On Bank Street in downtown Ottawa, there are five cannabis stores within five blocks. In addition, competition among retailers is fierce. For example, High Ties and True North are neighbors. Unable to compete on price, they have to compete on style, flavors, services, location, and brands.
A new cannabis store will be opening on the first floor of a seniors’ residence on Bank Street. Several other cannabis businesses are also scheduled to open soon in the same area. Yet despite all the stores, it is difficult to say that the business is booming.
42 cannabis stores in Ottawa
According to the Alcohol and Gaming Commission of Ontario (AGCO), the agency that regulates the consumption and distribution of cannabis in the province, there are 42 businesses operating in Ottawa or approved to open. Another 10 businesses are in the process of being licensed and another 22 have applied for licenses.

▸ Information given:
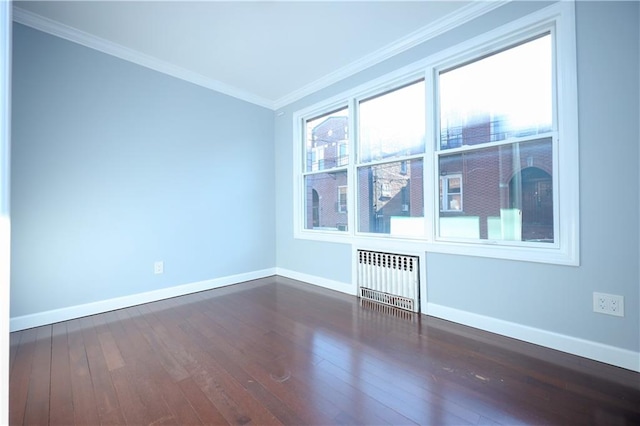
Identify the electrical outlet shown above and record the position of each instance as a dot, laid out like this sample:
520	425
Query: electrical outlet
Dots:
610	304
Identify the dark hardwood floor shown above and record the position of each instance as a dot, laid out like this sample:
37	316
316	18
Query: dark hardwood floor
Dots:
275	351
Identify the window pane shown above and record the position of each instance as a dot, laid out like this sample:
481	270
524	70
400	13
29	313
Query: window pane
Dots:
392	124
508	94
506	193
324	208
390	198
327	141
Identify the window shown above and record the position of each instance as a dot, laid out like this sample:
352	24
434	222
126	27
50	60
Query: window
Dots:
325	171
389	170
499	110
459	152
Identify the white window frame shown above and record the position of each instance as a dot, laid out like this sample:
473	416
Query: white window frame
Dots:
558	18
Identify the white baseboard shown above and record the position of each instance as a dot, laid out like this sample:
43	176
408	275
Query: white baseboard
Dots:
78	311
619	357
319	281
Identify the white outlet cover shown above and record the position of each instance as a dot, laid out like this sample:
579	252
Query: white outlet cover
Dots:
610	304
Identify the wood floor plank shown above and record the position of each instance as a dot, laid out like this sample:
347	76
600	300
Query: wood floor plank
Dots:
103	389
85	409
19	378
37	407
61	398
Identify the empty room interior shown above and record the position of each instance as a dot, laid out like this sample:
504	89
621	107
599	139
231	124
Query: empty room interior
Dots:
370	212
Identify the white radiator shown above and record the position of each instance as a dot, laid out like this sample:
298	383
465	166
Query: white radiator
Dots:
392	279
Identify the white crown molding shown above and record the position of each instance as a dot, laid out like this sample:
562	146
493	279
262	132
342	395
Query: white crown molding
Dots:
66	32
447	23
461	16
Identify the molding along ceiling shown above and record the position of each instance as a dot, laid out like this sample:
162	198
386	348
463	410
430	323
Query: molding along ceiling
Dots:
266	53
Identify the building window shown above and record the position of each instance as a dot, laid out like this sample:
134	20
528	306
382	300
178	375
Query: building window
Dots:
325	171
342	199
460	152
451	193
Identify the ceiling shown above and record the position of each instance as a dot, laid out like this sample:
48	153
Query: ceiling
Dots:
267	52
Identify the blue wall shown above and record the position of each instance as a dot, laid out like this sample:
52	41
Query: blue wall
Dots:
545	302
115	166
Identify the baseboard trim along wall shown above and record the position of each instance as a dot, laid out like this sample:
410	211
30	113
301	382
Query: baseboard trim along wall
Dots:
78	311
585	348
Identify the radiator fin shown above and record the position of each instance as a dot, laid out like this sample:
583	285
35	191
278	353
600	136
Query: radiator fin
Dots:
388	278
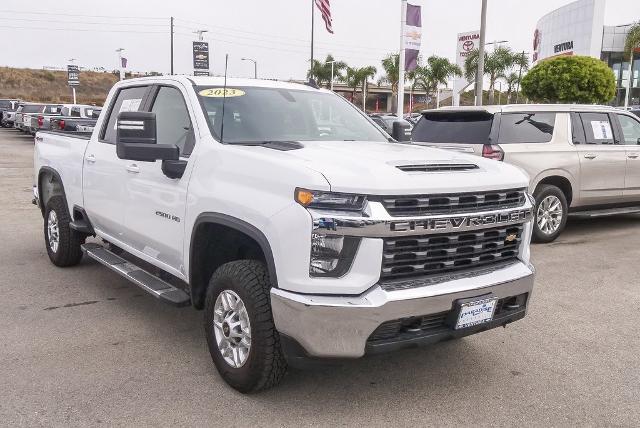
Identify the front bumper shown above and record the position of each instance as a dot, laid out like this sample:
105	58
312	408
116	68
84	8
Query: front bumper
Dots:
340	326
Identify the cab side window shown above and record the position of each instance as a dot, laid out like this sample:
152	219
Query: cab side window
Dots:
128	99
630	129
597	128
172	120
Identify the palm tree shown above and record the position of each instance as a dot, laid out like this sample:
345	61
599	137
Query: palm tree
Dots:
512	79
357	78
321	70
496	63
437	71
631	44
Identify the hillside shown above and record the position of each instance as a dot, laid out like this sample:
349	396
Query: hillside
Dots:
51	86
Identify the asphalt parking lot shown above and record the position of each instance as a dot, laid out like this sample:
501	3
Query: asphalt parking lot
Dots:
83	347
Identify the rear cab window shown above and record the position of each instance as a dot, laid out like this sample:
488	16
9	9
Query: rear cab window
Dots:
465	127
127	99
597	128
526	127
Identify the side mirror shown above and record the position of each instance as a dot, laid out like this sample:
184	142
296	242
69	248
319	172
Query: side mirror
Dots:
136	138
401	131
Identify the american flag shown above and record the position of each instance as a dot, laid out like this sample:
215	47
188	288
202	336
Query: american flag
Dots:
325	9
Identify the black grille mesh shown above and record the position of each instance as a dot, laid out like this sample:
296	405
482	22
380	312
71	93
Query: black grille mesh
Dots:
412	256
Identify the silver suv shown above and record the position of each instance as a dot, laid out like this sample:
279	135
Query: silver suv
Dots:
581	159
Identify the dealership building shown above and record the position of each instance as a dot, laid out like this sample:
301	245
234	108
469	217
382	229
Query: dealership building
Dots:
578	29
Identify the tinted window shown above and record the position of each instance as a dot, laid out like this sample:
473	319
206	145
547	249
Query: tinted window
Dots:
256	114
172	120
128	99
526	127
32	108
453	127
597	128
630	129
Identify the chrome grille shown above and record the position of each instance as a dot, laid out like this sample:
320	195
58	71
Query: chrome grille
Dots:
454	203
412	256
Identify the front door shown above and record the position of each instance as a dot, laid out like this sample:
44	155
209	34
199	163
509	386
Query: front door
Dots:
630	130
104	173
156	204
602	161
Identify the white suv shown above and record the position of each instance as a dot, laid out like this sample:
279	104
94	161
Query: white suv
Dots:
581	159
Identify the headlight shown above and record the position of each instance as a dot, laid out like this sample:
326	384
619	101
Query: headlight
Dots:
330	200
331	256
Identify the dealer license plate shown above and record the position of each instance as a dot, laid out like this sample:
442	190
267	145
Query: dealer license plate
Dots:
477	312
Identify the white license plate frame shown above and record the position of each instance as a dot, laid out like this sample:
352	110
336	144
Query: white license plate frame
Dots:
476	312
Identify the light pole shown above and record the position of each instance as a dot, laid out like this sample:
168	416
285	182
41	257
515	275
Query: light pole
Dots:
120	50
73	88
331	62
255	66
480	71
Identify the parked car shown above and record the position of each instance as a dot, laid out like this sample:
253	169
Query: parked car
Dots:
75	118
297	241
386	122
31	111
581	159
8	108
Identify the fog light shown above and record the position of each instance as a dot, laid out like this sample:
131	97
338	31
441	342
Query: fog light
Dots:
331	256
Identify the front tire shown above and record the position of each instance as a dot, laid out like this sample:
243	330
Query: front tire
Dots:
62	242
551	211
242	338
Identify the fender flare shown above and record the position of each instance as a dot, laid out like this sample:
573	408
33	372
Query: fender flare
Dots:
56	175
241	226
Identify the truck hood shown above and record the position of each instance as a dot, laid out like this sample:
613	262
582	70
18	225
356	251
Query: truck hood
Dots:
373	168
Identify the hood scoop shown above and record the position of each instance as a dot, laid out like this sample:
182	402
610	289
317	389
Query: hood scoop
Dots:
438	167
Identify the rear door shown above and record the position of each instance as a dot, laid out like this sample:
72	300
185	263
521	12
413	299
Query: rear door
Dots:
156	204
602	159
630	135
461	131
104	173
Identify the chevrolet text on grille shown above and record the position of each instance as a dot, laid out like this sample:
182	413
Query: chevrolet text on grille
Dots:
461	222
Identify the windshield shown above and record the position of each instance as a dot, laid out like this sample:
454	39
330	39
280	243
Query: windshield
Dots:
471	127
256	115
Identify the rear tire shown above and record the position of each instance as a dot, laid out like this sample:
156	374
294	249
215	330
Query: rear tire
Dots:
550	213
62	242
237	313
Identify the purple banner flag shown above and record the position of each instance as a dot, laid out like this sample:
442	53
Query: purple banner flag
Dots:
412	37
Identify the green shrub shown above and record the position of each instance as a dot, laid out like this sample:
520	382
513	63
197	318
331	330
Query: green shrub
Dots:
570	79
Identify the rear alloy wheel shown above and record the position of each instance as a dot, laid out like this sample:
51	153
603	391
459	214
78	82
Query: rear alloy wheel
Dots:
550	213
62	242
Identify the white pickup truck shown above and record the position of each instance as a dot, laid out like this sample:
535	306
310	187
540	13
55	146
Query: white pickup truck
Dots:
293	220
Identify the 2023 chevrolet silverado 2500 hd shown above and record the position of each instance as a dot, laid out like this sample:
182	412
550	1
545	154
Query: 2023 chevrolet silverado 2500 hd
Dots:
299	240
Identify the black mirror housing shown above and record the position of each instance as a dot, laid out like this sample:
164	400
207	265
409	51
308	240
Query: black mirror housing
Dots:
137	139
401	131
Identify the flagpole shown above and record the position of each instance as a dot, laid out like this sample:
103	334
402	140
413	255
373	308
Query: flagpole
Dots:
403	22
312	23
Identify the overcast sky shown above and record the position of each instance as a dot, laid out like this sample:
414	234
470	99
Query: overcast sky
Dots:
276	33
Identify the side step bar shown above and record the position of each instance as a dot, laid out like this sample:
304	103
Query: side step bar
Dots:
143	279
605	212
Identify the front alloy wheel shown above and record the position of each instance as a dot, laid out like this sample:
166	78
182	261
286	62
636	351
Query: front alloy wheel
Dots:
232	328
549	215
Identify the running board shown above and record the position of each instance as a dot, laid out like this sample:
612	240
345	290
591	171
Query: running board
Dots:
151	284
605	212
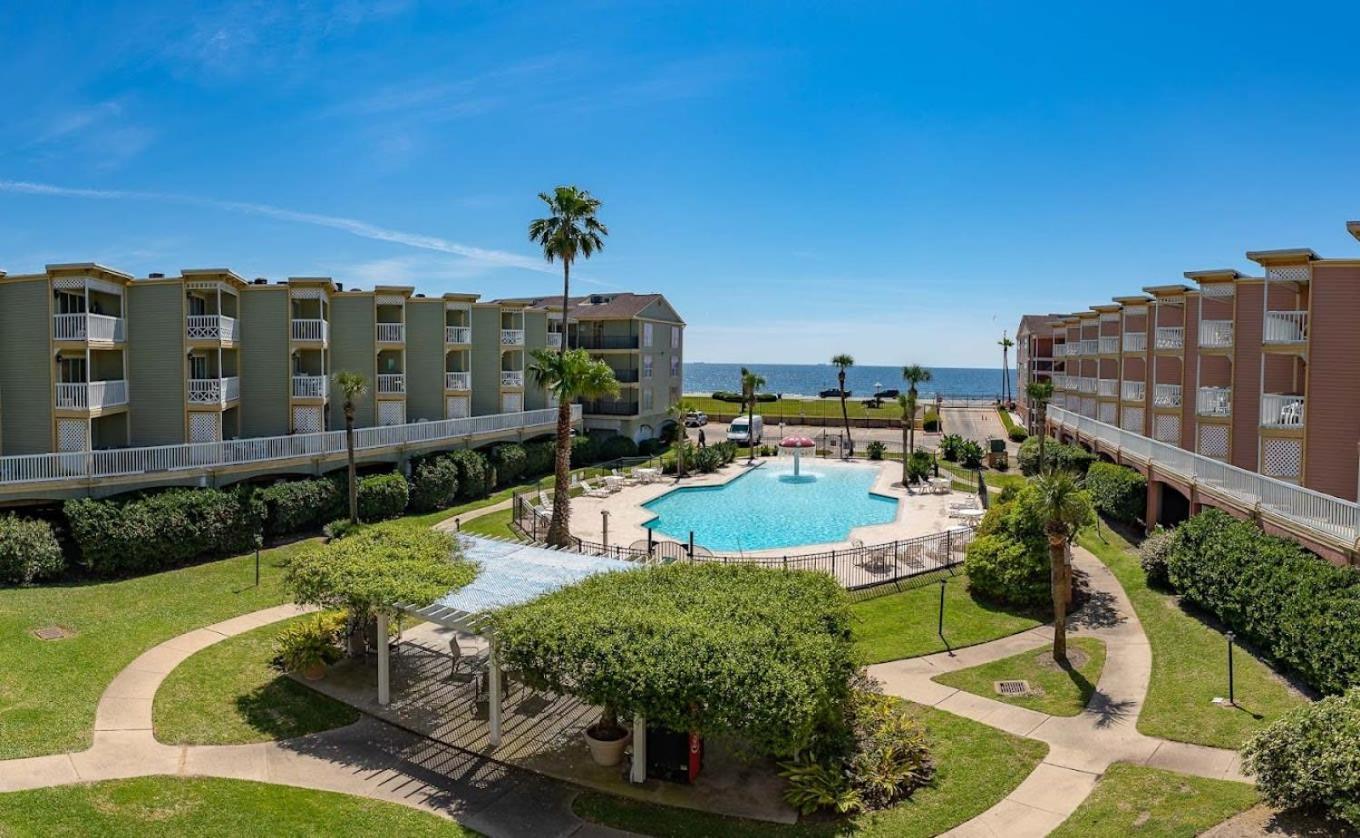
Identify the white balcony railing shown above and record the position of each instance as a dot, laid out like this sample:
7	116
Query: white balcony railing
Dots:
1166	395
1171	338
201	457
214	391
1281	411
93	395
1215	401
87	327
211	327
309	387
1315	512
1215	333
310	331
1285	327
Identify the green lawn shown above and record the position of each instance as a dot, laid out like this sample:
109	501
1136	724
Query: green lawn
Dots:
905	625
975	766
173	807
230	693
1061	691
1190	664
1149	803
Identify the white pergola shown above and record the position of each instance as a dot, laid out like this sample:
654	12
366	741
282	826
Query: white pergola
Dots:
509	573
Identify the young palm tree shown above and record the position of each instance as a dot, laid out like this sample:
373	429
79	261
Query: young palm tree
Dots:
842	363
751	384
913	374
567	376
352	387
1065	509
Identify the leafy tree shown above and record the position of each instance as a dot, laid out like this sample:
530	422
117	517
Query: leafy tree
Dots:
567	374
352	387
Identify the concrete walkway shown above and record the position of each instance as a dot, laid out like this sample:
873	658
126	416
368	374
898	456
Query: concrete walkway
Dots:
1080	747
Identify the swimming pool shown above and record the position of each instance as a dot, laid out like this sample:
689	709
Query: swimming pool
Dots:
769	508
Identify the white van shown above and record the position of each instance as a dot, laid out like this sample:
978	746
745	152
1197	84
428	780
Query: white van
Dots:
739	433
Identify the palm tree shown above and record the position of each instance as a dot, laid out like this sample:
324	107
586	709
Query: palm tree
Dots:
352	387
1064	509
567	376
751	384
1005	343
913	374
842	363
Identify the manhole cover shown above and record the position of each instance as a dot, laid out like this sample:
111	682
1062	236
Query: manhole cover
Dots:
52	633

▸ Stated goal 1: Restate the stretch of the passage on Ottawa cannabis stores from "On Bank Street in" through "location, and brands.", putting "next-door rivals" where "neighbors" stands.
▸ Stated goal 2:
Using the passage on Ottawa cannabis stores, answer these:
(a) How many cannabis stores are on Bank Street within five blocks?
(b) Where will the new cannabis store on Bank Street open?
(c) How many businesses have applied for licenses?
Nothing in the listing is needed for this work.

▸ Task output 1:
On Bank Street in downtown Ottawa, there are five cannabis stores within five blocks. In addition, competition among retailers is fierce. For example, High Ties and True North are next-door rivals. Unable to compete on price, they have to compete on style, flavors, services, location, and brands.

▸ Task output 2:
(a) Five.
(b) On the first floor of a seniors’ residence.
(c) 22.